#### Work required
Repeat only the lines from the one holding "pin: green banner" down to the last line of the listing below, including both of those lines.

#### Entries
◇ ◇ ◇ ◇
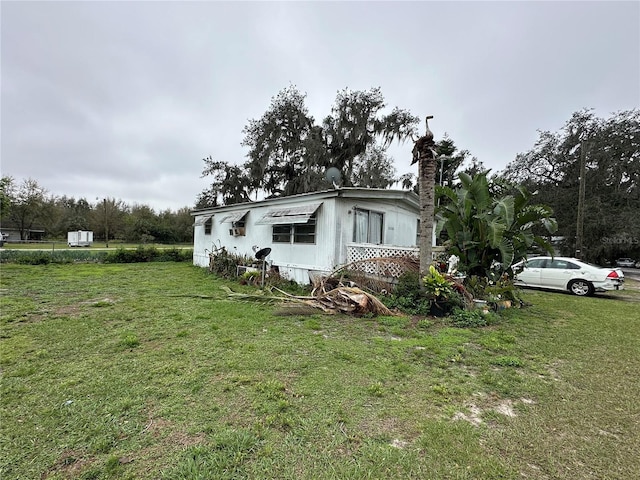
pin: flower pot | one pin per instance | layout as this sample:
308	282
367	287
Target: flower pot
440	308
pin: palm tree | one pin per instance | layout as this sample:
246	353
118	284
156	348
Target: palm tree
425	154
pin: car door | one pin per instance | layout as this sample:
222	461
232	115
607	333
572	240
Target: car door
558	273
530	274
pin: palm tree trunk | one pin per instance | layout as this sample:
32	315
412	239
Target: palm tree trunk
426	182
424	153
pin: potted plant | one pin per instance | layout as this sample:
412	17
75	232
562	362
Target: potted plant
440	292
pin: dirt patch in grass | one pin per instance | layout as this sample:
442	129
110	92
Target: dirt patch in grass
70	464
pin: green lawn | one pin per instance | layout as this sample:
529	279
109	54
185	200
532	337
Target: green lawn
134	371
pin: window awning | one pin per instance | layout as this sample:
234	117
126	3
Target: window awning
234	216
282	216
202	220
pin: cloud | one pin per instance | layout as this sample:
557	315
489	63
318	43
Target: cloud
124	99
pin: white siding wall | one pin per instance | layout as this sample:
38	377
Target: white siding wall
334	230
294	260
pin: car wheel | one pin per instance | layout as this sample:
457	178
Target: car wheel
581	288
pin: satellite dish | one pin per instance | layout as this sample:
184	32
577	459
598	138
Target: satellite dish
263	253
333	176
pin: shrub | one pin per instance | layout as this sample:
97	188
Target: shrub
407	296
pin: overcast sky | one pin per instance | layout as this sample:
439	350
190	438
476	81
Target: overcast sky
124	99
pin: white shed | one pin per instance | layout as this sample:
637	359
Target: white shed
314	232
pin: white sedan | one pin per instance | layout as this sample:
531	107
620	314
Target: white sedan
563	273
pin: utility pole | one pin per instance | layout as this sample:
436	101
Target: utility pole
581	193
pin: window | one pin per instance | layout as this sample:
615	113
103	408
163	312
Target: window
563	265
536	263
298	232
368	226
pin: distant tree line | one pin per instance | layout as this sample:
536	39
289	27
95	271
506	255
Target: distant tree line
610	149
26	206
289	151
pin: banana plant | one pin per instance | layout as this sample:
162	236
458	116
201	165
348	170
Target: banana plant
490	232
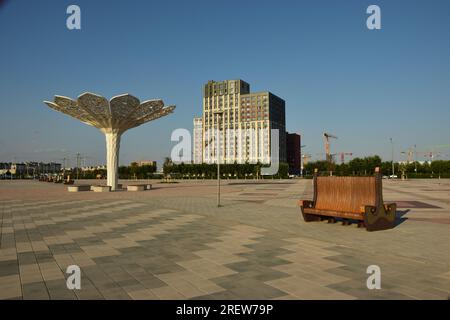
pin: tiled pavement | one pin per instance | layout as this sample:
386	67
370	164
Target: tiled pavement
174	243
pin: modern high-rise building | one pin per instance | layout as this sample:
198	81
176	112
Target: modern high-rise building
244	120
198	140
293	152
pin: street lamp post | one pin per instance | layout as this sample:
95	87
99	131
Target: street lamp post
301	160
392	145
219	117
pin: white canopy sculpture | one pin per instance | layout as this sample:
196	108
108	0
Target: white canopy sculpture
113	118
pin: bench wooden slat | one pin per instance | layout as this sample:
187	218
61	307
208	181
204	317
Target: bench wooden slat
334	213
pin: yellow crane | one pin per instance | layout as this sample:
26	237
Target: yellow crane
326	139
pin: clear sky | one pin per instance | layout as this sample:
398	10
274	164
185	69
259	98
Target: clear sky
334	74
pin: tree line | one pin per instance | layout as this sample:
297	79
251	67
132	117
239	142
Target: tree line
367	165
227	170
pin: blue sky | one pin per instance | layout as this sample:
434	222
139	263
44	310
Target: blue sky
334	74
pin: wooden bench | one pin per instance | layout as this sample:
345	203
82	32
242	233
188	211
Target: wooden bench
350	198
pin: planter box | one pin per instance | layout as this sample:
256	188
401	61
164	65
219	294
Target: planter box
101	188
79	188
139	187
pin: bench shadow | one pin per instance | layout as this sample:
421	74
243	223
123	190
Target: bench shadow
399	219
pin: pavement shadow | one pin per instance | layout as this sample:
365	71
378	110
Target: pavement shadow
399	219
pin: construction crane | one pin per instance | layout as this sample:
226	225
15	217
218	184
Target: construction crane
409	155
306	158
343	154
326	139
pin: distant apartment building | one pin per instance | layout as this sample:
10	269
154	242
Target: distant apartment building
141	163
244	120
293	152
198	141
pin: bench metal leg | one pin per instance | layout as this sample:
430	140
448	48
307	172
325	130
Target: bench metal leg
380	218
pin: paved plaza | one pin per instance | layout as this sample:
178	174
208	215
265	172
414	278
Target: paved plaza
173	242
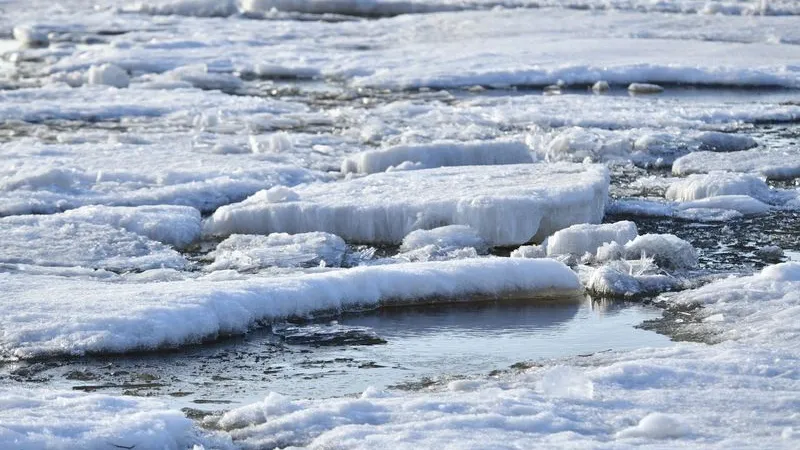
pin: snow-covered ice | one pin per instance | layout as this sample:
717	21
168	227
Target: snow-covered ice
44	418
506	205
437	155
99	316
695	187
251	252
778	163
668	251
580	239
70	241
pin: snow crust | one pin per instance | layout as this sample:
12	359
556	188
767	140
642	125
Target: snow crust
696	187
69	241
773	164
74	315
506	205
251	252
580	239
43	418
667	250
422	156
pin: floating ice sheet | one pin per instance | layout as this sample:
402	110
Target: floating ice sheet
506	205
68	241
250	252
42	315
437	154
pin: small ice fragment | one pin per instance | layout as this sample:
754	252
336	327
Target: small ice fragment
31	35
669	251
716	318
108	75
655	426
529	251
645	88
771	253
601	87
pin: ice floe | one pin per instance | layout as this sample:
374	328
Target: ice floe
251	252
771	163
78	315
506	205
70	241
438	154
45	418
696	187
580	239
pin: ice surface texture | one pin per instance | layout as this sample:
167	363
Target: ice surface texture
506	205
45	315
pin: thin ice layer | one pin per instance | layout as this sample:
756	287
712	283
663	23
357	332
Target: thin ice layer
437	154
252	252
585	238
45	314
65	241
506	205
42	418
695	187
777	164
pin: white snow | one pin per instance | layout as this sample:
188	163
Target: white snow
529	251
773	163
695	187
439	154
656	426
449	236
40	418
743	204
178	226
645	88
583	238
65	241
668	251
108	75
506	205
250	252
43	315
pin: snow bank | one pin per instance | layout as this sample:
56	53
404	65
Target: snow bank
776	164
77	315
584	238
250	252
716	141
743	204
695	187
668	251
40	418
449	236
506	205
760	309
439	154
178	226
195	8
626	279
65	241
361	8
108	75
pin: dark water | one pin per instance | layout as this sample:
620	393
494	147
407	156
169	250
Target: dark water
421	346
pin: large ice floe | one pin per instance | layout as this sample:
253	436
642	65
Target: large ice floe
102	316
688	394
437	155
506	205
125	121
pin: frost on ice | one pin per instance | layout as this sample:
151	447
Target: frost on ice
101	316
426	156
506	205
251	252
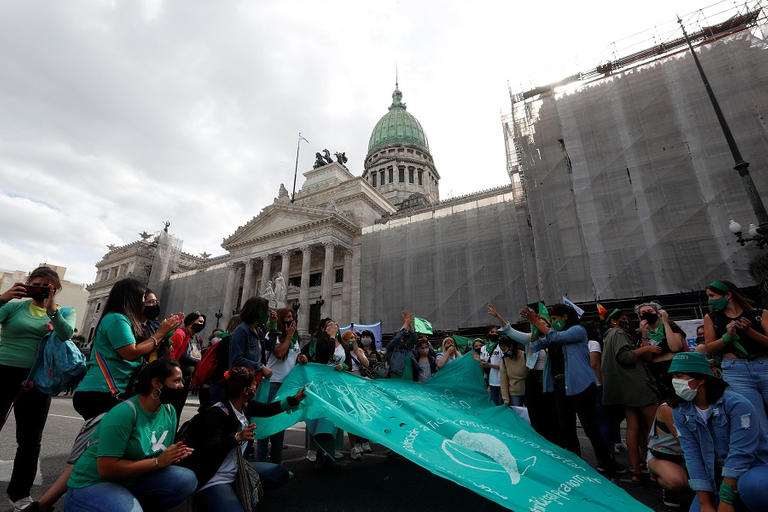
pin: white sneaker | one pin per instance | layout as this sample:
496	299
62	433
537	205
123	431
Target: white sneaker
21	504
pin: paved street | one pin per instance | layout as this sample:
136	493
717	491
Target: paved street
378	482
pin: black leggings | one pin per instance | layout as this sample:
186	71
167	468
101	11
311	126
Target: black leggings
30	411
92	403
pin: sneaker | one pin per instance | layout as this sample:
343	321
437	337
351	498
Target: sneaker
670	499
26	504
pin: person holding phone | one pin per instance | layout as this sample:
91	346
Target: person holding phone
24	323
282	359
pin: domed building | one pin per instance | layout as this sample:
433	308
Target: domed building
399	164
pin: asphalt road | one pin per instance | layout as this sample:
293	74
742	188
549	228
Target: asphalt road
378	482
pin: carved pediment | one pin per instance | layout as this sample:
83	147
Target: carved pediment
277	219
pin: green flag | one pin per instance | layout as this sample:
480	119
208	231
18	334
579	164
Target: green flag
449	426
422	326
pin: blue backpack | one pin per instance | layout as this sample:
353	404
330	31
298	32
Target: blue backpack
58	366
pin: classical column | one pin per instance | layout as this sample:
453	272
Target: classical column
266	272
328	278
285	266
306	257
229	293
247	281
346	299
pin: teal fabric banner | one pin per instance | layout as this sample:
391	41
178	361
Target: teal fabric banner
449	426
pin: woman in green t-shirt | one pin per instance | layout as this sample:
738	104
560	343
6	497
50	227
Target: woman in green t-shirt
130	463
24	323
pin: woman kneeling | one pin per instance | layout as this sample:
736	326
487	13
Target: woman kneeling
129	465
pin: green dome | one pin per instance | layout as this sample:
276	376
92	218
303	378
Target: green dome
397	127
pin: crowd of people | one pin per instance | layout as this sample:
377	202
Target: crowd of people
696	421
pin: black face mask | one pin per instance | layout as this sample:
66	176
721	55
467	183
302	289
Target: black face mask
171	395
151	312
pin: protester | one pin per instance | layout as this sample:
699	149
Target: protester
628	383
490	359
328	350
249	339
448	353
726	453
425	358
540	403
218	431
666	460
512	372
24	323
657	329
130	464
736	330
281	361
568	374
402	363
185	349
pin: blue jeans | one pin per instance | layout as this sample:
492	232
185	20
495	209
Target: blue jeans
262	445
157	490
749	379
752	495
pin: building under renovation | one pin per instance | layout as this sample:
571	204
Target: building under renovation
621	187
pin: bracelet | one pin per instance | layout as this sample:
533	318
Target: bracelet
727	494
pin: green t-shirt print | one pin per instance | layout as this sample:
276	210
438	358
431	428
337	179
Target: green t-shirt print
128	432
114	332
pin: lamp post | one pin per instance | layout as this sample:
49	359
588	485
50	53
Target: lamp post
758	234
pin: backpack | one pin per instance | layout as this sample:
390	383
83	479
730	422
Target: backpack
212	365
58	366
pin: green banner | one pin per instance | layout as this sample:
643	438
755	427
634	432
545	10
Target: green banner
422	326
449	426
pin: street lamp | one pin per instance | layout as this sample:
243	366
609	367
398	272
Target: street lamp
758	234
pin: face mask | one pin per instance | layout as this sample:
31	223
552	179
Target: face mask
683	390
718	304
171	395
151	312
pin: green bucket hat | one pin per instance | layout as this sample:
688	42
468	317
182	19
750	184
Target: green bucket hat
691	362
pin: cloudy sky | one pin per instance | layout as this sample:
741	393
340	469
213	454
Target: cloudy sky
118	115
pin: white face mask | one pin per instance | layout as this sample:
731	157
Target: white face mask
683	390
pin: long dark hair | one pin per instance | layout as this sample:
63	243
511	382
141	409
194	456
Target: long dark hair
◇ ◇ ◇ ◇
#### Task answer
pin: green banner | one pin per instance | layout as this sample:
643	438
755	427
634	432
545	10
Target: green banner
422	326
449	426
pin: street lamp | one pin per instance | layout as this sample:
243	366
609	367
398	272
Target: street lamp
758	234
pin: face mask | one pin per instance | layout as this sample:
31	223
552	179
Target: face mask
683	390
718	304
171	395
151	312
pin: green bucket hat | one pin per instance | layout as this sample:
688	42
468	317
182	19
750	184
Target: green bucket hat
691	362
pin: cloudy sky | one pin per instance | layout as this sample:
741	393
340	469
213	454
Target: cloudy sky
118	115
pin: white face mask | one pin per instance | layout as this sample:
731	157
Target: white face mask
683	390
pin: long dark hair | one pin per instance | layout as this sample:
63	243
511	382
141	409
194	456
Target: long dark hair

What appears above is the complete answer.